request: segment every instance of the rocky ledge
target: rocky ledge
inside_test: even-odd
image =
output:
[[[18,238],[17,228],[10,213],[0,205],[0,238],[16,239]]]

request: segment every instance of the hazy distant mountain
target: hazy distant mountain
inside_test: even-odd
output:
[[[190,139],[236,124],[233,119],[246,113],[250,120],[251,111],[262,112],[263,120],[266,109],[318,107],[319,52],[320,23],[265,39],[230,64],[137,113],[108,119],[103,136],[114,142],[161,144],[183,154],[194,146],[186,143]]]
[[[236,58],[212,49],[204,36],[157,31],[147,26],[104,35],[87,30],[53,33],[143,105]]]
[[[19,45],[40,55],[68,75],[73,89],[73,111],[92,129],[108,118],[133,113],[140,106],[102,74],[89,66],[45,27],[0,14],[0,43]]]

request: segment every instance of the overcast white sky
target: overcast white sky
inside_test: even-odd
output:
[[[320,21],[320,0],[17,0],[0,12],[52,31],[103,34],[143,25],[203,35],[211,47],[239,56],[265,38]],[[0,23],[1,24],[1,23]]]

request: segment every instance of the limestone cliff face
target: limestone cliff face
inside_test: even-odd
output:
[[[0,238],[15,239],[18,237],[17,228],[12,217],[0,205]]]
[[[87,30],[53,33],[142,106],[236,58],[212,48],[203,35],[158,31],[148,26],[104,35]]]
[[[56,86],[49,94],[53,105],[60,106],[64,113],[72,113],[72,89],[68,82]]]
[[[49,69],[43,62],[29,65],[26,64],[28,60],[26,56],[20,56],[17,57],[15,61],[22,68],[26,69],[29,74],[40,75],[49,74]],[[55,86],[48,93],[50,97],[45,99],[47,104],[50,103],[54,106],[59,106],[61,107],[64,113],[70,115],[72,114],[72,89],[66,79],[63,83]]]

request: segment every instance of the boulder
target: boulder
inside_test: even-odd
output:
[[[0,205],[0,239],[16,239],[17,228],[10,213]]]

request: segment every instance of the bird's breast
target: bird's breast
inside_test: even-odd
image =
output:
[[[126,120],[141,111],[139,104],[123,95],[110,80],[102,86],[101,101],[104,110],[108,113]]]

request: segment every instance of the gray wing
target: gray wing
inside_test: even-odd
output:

══════════════════════════════

• [課題] 上の項目をすべて書き直しなさい。その際、「even-odd」を「nonzero」に置き換え、それ以外は一切変えないこと。

• [出力結果]
request: segment every instance of the rocky ledge
target: rocky ledge
inside_test: nonzero
image =
output:
[[[18,238],[17,228],[10,213],[0,205],[0,238],[16,239]]]

request: segment every instance of the hazy distant mountain
target: hazy distant mountain
inside_test: nonzero
output:
[[[190,139],[236,124],[233,119],[246,113],[250,120],[251,111],[262,112],[263,120],[266,109],[318,107],[319,52],[320,23],[265,39],[230,64],[137,113],[108,119],[103,136],[114,142],[161,144],[183,154],[194,146],[186,143]]]
[[[236,58],[212,49],[204,36],[157,31],[147,26],[104,35],[87,30],[53,33],[143,105]]]
[[[19,45],[40,55],[68,75],[73,89],[73,111],[92,129],[108,118],[133,113],[140,106],[102,74],[89,66],[45,27],[0,14],[0,43]]]

request: segment every instance of the overcast white sky
target: overcast white sky
inside_test: nonzero
output:
[[[320,21],[320,0],[17,0],[0,12],[52,31],[103,34],[143,25],[203,35],[211,47],[239,56],[265,38]],[[0,23],[1,24],[1,23]]]

request: segment every instance of the limestone cliff face
target: limestone cliff face
inside_test: nonzero
output:
[[[0,238],[15,239],[18,237],[17,228],[12,217],[0,205]]]
[[[87,30],[53,33],[142,106],[236,58],[212,48],[203,35],[158,31],[148,26],[104,35]]]
[[[56,86],[49,94],[53,105],[60,106],[64,113],[72,113],[72,89],[68,82]]]
[[[49,69],[43,62],[29,65],[26,64],[28,60],[26,56],[20,56],[17,57],[15,61],[22,68],[26,69],[29,74],[40,75],[49,74]],[[55,86],[48,93],[50,97],[45,99],[47,104],[50,103],[54,106],[59,106],[61,107],[64,113],[70,115],[72,114],[72,89],[66,79],[63,83]]]

request: segment every instance of the boulder
target: boulder
inside_test: nonzero
output:
[[[0,205],[0,239],[16,239],[17,228],[10,213]]]

request: segment every instance of the bird's breast
target: bird's breast
inside_test: nonzero
image =
output:
[[[126,120],[141,111],[139,104],[123,95],[110,80],[102,86],[101,101],[104,110],[108,113]]]

request: segment every instance of the gray wing
target: gray wing
inside_test: nonzero
output:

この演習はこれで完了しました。